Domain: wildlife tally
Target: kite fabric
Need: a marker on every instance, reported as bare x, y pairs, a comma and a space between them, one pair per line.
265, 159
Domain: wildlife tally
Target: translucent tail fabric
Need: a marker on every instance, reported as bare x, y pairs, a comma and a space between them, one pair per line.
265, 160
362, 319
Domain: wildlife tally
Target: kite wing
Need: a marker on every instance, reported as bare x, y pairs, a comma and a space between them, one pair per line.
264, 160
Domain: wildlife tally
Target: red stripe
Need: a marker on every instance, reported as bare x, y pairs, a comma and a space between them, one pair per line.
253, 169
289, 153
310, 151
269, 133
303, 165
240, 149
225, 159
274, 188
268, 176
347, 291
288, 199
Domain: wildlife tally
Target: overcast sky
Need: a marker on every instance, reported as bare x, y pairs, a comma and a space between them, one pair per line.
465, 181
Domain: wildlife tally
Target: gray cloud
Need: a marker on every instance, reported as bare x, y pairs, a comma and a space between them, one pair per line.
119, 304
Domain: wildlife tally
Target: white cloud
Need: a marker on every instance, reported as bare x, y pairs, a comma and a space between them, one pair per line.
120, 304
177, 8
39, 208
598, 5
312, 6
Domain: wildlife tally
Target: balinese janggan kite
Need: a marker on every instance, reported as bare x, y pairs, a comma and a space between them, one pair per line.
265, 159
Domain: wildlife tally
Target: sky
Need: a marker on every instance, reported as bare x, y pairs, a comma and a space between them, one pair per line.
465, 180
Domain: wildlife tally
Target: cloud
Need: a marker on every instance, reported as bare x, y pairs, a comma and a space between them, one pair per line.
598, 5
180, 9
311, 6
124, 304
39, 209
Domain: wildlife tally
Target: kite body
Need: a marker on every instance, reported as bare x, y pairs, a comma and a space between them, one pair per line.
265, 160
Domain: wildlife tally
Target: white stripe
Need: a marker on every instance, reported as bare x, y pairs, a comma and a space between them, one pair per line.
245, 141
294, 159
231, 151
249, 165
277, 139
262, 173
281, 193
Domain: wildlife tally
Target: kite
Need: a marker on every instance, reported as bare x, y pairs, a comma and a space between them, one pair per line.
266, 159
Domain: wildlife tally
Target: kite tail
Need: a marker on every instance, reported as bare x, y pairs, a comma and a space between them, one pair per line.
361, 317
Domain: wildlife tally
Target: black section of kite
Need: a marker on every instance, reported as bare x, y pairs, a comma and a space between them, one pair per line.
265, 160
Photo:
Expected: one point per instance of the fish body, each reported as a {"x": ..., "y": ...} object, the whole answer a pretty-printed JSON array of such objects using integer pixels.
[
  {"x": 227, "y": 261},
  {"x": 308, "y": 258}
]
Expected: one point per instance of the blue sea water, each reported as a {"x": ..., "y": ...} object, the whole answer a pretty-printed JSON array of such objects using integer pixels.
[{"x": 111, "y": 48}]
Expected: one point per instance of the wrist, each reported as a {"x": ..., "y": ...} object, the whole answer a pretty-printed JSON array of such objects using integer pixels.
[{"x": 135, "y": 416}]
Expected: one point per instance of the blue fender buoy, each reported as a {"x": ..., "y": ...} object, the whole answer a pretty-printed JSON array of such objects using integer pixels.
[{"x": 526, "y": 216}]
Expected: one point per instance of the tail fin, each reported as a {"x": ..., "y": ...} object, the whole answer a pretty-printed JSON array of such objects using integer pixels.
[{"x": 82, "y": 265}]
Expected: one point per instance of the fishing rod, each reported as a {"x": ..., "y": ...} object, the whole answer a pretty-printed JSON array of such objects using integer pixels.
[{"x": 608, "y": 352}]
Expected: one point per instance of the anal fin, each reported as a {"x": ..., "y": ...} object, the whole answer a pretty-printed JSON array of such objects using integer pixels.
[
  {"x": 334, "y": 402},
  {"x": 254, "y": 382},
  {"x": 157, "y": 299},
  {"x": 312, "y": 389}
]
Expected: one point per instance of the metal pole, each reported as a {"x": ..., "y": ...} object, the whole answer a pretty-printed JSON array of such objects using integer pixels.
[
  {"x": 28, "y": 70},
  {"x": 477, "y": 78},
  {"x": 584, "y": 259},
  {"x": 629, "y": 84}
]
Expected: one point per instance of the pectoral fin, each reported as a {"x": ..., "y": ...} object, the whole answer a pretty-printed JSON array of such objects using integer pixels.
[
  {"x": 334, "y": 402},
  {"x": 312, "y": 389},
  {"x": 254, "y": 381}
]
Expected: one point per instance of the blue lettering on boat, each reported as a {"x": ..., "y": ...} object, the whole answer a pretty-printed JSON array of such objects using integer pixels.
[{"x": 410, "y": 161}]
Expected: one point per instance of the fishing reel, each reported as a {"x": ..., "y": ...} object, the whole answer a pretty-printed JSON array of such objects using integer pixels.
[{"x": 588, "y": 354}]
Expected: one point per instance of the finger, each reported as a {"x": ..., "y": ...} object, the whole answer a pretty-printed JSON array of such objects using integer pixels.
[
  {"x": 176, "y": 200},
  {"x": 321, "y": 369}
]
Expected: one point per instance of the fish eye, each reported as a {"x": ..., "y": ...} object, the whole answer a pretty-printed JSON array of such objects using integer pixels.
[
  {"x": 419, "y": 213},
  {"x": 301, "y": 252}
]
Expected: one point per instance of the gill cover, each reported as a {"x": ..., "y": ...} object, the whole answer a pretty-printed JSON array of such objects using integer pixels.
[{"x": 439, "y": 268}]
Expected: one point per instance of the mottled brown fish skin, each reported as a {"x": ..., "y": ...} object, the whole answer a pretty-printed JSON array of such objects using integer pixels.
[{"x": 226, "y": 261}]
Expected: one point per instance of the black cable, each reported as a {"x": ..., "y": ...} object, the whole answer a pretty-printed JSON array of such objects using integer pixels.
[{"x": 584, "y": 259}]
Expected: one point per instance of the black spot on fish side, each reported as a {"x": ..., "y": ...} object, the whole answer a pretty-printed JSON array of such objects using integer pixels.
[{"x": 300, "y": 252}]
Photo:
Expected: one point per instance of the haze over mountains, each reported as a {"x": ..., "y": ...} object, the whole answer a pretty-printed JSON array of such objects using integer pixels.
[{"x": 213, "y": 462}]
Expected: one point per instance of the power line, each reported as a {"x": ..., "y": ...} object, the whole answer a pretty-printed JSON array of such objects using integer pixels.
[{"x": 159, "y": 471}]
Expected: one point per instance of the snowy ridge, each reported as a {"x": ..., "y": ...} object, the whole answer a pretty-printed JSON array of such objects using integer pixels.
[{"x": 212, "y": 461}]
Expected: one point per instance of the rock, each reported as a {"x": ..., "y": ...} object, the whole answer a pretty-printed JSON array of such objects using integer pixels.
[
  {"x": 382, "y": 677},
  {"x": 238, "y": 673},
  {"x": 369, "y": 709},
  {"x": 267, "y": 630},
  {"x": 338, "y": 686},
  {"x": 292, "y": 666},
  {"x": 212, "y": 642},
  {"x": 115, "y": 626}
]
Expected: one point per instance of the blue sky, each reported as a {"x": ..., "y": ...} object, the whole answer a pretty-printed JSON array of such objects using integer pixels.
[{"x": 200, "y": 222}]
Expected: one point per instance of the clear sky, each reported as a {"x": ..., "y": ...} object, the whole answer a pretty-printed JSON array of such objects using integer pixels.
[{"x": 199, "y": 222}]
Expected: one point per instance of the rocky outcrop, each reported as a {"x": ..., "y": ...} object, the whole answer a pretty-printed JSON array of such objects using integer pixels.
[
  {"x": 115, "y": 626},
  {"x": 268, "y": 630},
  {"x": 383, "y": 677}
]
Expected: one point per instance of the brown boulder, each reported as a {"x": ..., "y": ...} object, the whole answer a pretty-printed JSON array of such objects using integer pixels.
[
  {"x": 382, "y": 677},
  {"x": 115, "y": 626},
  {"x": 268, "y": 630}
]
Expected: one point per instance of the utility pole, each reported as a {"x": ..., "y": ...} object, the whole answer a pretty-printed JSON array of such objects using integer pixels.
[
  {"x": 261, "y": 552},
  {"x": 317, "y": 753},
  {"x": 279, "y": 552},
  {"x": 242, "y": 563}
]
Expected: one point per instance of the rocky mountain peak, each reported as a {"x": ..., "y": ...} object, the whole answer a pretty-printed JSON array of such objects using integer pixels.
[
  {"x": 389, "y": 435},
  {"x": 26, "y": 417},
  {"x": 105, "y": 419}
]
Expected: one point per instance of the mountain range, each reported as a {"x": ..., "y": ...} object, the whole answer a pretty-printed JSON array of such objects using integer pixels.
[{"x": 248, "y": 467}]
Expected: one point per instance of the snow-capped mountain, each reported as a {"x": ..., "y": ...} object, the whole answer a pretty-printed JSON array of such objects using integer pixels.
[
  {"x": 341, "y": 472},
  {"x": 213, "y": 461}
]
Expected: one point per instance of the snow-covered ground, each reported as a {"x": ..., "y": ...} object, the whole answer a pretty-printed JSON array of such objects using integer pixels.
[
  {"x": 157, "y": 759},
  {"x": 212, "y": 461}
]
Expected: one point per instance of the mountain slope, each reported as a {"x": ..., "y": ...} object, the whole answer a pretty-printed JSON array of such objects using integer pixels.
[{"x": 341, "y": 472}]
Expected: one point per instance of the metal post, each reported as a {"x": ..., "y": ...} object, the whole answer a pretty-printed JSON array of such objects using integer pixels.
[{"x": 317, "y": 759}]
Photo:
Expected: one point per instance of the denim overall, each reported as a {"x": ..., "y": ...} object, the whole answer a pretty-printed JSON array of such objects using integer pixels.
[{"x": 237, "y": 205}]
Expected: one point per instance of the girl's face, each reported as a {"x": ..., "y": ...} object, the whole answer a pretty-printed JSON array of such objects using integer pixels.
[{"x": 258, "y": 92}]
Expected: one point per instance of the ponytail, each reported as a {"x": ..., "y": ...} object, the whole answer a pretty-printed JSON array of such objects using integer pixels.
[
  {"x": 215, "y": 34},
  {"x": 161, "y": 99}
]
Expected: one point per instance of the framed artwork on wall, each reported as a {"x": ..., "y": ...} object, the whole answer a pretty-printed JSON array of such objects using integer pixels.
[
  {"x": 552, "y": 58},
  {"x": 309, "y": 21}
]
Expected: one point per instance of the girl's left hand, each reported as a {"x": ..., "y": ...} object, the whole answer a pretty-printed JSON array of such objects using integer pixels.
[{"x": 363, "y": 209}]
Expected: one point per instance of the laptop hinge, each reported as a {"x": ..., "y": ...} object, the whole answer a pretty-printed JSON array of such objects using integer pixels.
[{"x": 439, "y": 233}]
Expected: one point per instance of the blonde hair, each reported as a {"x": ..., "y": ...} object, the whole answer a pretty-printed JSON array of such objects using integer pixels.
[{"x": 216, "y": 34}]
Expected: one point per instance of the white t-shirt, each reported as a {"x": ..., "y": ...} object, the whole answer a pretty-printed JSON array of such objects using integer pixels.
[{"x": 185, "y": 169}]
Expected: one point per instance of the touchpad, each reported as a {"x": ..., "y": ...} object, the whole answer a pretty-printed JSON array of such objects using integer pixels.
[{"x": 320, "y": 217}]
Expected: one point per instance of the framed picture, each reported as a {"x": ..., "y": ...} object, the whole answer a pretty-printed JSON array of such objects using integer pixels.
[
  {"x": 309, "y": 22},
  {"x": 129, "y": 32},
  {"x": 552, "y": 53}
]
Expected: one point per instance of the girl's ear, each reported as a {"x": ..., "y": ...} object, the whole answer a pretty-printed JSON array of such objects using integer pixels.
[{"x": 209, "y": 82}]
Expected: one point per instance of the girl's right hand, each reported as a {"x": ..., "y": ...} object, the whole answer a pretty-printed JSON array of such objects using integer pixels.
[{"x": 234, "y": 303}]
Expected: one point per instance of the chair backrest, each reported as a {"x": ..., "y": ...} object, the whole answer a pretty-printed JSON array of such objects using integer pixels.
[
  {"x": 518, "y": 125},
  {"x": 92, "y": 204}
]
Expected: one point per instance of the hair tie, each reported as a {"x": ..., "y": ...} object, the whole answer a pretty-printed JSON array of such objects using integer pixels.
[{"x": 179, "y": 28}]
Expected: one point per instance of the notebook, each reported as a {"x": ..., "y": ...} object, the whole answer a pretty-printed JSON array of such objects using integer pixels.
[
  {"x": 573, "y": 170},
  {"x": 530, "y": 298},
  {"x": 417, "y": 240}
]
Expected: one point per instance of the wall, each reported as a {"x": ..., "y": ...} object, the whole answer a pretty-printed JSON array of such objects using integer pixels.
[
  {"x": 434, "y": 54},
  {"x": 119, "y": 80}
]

◆ ◆ ◆ ◆ ◆

* [About this exercise] Print only these lines, please. They run from the start of the entries above to the line containing "Target: kite wing", both ends included, and must match exactly.

* [Response to the exercise]
Domain: wildlife tally
Target: kite fabric
Need: a marker on every instance, reported as bare x, y pairs, a comma and a space between them, one pair per line.
265, 159
Domain: wildlife tally
Target: translucent tail fabric
Need: a marker on every instance, reported as bare x, y pairs, a comma and a space between them, one pair per line.
265, 160
362, 319
Domain: wildlife tally
Target: kite wing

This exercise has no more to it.